◆ **CONSEGNE**:
a - In base al testo su Comte e Durkheim, spiega perché per Durkheim soltanto la società può legittimare la persona come «fonte autonoma di azione».
b - Riprendi il testo su Comte e Durkheim e proseguilo dal punto in cui termina.

◆ **TESTO DEL DOCUMENTO**:
☆ ☆ ☆
Per il suo ‘padre fondatore’, Auguste Comte, ai primi dell’Ottocento, l’uomo conosce il mondo a mezzo di ragione e sentimento, sentendo affettivamente l’altro uomo: «Vivere per gli Altri», egli scriveva.

È proprio da questa sottolineatura comtiana che il suo erede Émile Durkheim, ai primi del Novecento, si muove a valutare la moralità della società come il solo contesto che possa legittimare la persona in quanto «fonte autonoma di azione». La natura umana è pienamente solo in società: lì soltanto l’uomo si libera dal «giogo dell’organismo» e assume i ruoli entro un processo cooperativo.

Sulla scorta di Ferdinand Tönnies, Durkheim mette l’accento su un «bisogno di comunità» che anche la società moderna non può estirpare, ma su cui – pena l’anomìa – deve porre il suo fondamento. Così – ne La divisione del lavoro sociale (1893) – egli sottolinea come esista una «coscienza collettiva», una fede o un insieme di sentimenti condivisi, che vivono di vita propria rispetto al singolo individuo. Egli polemizza con un liberalismo che voglia ridurre l’ordine sociale ad una mera somma di individui atomizzati che scambiano le merci sul mercato.

Al contrario, Durkheim intende come la vita psichica sia una vita della coscienza individuale che si estende soltanto nella misura in cui la dimensione collettiva si sviluppa. Gli stati di coscienza derivano il loro contenuto solo dalla vita sociale, che, per così dire, si prolunga nelle vite degli individui, i quali traggono il loro carattere dal modo stesso in cui si aggruppano e dunque si influenzano reciprocamente.

L’autonomia della coscienza è un portato e un riflesso della divisione del lavoro sociale, che è fonte di solidarietà, quindi: di moralità.
☆ ☆ ☆
◆ **DATI FORNITI**:
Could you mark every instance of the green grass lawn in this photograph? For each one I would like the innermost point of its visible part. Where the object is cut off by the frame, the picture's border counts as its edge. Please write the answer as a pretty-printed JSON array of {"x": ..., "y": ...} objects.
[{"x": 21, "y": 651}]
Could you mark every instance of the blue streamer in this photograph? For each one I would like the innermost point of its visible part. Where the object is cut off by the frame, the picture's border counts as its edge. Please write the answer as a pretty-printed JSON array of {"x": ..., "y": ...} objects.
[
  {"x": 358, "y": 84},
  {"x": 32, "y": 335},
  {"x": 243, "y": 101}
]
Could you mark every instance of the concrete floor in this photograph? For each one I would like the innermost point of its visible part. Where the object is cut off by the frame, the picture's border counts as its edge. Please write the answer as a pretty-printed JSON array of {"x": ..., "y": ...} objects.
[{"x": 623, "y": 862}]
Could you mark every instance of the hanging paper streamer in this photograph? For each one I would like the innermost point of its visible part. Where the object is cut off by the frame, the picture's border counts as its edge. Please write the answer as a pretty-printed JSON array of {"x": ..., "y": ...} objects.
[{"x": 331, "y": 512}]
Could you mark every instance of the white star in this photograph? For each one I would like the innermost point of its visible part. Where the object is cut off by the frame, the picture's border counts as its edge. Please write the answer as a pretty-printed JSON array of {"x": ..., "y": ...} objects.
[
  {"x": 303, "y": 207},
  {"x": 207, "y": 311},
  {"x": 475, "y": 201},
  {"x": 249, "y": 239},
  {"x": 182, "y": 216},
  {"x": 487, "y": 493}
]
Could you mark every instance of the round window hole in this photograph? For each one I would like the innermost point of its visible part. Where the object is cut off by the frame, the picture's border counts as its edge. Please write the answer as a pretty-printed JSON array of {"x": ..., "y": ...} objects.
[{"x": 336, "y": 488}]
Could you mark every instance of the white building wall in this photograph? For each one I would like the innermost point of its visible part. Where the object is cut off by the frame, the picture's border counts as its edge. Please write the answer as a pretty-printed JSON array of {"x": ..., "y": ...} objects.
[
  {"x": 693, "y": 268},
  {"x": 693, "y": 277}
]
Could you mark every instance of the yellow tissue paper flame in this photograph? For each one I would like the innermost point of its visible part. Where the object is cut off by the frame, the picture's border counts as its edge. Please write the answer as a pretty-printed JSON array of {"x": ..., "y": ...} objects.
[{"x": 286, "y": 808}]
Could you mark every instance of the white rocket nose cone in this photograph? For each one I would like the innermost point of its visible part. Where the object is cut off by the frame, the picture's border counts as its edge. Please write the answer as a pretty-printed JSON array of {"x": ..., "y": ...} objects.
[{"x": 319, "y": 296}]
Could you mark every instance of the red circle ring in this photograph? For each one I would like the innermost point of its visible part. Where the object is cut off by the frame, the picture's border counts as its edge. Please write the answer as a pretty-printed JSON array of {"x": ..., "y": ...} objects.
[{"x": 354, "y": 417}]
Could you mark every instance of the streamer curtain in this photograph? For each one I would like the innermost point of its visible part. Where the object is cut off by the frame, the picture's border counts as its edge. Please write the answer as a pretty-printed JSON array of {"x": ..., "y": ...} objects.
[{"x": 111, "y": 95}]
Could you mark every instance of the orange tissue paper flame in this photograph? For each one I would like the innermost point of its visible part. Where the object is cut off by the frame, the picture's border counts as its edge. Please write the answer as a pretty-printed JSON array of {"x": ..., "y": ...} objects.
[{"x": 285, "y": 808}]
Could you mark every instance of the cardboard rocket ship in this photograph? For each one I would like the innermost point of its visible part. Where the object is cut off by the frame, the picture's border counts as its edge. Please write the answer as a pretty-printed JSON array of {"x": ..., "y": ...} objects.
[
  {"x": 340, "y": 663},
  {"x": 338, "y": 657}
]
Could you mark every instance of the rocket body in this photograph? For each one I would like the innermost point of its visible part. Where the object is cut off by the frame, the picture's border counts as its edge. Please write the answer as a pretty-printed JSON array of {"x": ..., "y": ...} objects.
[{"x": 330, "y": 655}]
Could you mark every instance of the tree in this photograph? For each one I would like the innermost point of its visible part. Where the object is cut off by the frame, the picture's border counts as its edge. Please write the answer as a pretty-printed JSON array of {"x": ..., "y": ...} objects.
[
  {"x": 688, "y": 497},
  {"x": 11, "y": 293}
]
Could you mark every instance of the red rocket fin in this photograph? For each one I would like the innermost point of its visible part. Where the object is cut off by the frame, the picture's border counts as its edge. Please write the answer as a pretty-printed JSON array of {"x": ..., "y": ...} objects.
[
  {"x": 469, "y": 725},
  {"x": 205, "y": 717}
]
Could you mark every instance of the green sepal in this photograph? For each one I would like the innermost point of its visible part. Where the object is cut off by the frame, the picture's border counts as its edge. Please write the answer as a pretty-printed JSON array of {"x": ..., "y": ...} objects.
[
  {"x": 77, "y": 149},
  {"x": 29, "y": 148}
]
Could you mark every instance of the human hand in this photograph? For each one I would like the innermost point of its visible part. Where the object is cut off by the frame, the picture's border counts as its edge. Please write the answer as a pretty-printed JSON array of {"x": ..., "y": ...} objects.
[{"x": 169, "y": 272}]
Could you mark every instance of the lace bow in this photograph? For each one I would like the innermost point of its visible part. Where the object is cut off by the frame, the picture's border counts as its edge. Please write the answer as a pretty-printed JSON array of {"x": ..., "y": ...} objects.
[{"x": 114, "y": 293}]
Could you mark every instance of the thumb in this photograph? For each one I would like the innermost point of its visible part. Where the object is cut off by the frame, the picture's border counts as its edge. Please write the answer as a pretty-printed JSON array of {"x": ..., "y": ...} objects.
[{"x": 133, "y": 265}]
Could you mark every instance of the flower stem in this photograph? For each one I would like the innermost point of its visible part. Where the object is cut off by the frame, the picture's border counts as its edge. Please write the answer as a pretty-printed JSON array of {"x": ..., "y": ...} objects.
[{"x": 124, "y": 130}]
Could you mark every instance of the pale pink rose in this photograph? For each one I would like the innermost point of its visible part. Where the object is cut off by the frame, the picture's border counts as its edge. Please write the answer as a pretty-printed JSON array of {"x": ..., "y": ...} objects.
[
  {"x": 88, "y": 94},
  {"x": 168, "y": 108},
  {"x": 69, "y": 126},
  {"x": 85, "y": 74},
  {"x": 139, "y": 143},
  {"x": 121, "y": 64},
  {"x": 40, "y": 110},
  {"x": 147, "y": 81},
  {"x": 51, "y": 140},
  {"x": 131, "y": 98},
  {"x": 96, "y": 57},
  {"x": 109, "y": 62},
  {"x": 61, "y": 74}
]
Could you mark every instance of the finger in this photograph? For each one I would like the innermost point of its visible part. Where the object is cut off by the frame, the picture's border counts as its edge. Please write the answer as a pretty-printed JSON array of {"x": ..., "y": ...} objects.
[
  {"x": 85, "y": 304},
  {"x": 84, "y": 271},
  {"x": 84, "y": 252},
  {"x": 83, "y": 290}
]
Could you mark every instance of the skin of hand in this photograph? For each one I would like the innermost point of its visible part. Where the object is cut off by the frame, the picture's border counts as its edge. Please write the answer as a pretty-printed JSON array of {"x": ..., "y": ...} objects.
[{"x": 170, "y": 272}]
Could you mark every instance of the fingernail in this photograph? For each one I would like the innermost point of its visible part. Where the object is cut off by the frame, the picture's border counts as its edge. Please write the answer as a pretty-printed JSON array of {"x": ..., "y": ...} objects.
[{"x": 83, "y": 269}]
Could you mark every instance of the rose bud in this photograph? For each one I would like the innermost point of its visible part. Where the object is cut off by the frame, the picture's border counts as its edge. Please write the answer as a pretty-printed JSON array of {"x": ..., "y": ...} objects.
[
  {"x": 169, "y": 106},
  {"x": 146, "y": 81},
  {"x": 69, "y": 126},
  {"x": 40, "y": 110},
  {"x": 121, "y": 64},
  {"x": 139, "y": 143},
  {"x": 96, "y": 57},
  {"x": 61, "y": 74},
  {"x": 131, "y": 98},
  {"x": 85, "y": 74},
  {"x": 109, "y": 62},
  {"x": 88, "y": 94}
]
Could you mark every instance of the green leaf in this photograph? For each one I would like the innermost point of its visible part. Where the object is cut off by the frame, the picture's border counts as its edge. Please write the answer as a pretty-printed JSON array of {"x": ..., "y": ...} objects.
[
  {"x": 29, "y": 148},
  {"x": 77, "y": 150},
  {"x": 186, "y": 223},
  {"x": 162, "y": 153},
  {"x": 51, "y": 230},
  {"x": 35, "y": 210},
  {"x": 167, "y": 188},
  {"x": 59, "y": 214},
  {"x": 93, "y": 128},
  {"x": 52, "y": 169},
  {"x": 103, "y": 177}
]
☆ ☆ ☆
◆ **RISPOSTE PER CONSEGNA**:
a - Per Durkheim la natura umana si realizza pienamente solo in società. Soltanto lì l'uomo si libera dal «giogo dell'organismo» e assume i ruoli entro un processo cooperativo.

b -
Realizzare – anche pedagogicamente – l’idea di «persona» – l’uomo in generale – passa attraverso l’assunzione di responsabilità nell’esercizio di un dovere particolare. La moralità dell’individuo – che lo fa «persona» – trasforma il dovere verso se stesso (il rispetto di sé) in dovere universale verso i suoi simili.

Così la persona è tale perché diviene liberamente ma cooperativamente «fonte autonoma di azione», sorretta da una totalità interrelata, in cui le parti – gli individui – sono mutualmente, reciprocamente, dipendenti. Qui gli individui – lungi dallo svincolare assolutamente il proprio sé in una male intesa «libertà di azione» – sono al contrario «persone» che apprendono a muoversi in un contesto dinamico, ma regolato, dove l’agire si intride di valore morale nella partecipazione organica alla comunità societaria.

Sul piano teorico contrapposto a Durkheim, ma con lui consonante sui destini della modernità, fu Georg Simmel, il quale sottolineò come – seppure entro un crescente processo di differenziazione – l’uomo conservasse il bisogno di identificazione con il gruppo sociale. Solamente, nella società contemporanea, alle «cerchie sociali concentriche», che avvolgevano un tempo l’intera persona conferendole protezione e sicurezza, subentrano le «cerchie sociali intersecantisi», vale a dire quella pluralità di gruppi e associazioni in cui si possono trovare insieme – in una multiformità  di modi – più persone interessate agli stessi fini, orientandosi di volta in volta ora verso l’uno ora verso l’altro. Questa attitudine a formare «comunità di scopo» – che A. de Tocqueville chiamava «l’arte di associarsi» – riesce per Simmel a compensare il crescente processo di individualizzazione che ha  le sue pericolose derive nell’alienazione e nell’indifferenza del blasé.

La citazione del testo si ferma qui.